3.3 場景意圖配置格式(scene_intent.json)

用戶在畫布上放置符號後,系統生成以下配置文件:

{
  "scene_id": "scene_20260609_001",
  "canvas_size": [1024, 1024],
  "symbols": [
    {
      "symbol_id": "PA_stand_neutral_001",
      "position": {"x": 0.30, "y": 0.50},
      "scale": 0.8,
      "rotation": 0,
      "layer": "foreground",
      "character_id": "char_A"
    },
    {
      "symbol_id": "SC_placeholder_figure_background_001",
      "position": {"x": 0.70, "y": 0.40},
      "scale": 0.5,
      "rotation": 0,
      "layer": "midground",
      "character_id": "char_B"
    },
    {
      "symbol_id": "LS_directional_upper_left_hard_001",
      "position": {"x": 0.15, "y": 0.10},
      "scale": 1.0,
      "rotation": 0,
      "applies_to": "global"
    },
    {
      "symbol_id": "CA_eye_level_standard_001",
      "position": {"x": 0.50, "y": 0.50},
      "applies_to": "global"
    }
  ],
  "text_prompt": "two people in conversation, urban background, realistic style",
  "negative_prompt": "blurry, distorted, unrealistic anatomy",
  "generation_params": {
    "steps": 30,
    "cfg_scale": 7.5,
    "seed": -1
  }
}

4. SCR衝突解析引擎(MVP版本)

4.1 MVP衝突檢查範疇

MVP版本只實現以下三類衝突檢查,其餘複雜衝突允許通過(後覆蓋原則):

Class A衝突(必須阻止,提示用戶)

Class B衝突(警告,允許繼續)

Class C衝突(記錄,不提示)

class SCREngine:
    
    MUTEX_PAIRS = {
        "PA": [
            ("PA_standing_*", "PA_sitting_*"),
            ("PA_standing_*", "PA_lying_*"),
            ("PA_sitting_*", "PA_lying_*"),
        ],
        "CA": [
            ("CA_birds_eye_*", "CA_worms_eye_*"),
        ],
        "LS": [
            # 同方向不同光質
        ]
    }
    
    def check_conflicts(self, scene_intent):
        """
        檢查scene_intent.json中的符號衝突
        返回: {
            "class_a": [...],  # 必須解決
            "class_b": [...],  # 建議解決
            "class_c": [...]   # 僅記錄
        }
        """
        conflicts = {"class_a": [], "class_b": [], "class_c": []}
        
        # 按character_id分組檢查PA類衝突
        pa_by_char = self._group_by_character(
            scene_intent["symbols"], category="PA"
        )
        for char_id, pa_symbols in pa_by_char.items():
            mutex = self._find_mutex_in_group(pa_symbols, "PA")
            if mutex:
                conflicts["class_a"].append({
                    "type": "PA_mutex",
                    "character": char_id,
                    "symbols": mutex
                })
        
        # 檢查CA類衝突(全局)
        ca_symbols = [s for s in scene_intent["symbols"] 
                      if s["symbol_id"].startswith("CA_")]
        ca_mutex = self._find_mutex_in_group(ca_symbols, "CA")

== 任務要求 ==
請輸出場景配置與衝突解析說明中的一段原文,從「for char_id, pa_symbols」開始,一直到「# 檢查CA類衝突(全局)」為止。 下面各行與這份場景配置與衝突解析說明並無關聯。

== 儲存資料 ==

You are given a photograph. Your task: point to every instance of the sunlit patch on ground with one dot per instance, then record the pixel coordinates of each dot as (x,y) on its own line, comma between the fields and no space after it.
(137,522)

== 最終答案 ==
for char_id, pa_symbols in pa_by_char.items():
            mutex = self._find_mutex_in_group(pa_symbols, "PA")
            if mutex:
                conflicts["class_a"].append({
                    "type": "PA_mutex",
                    "character": char_id,
                    "symbols": mutex
                })
        
        # 檢查CA類衝突(全局)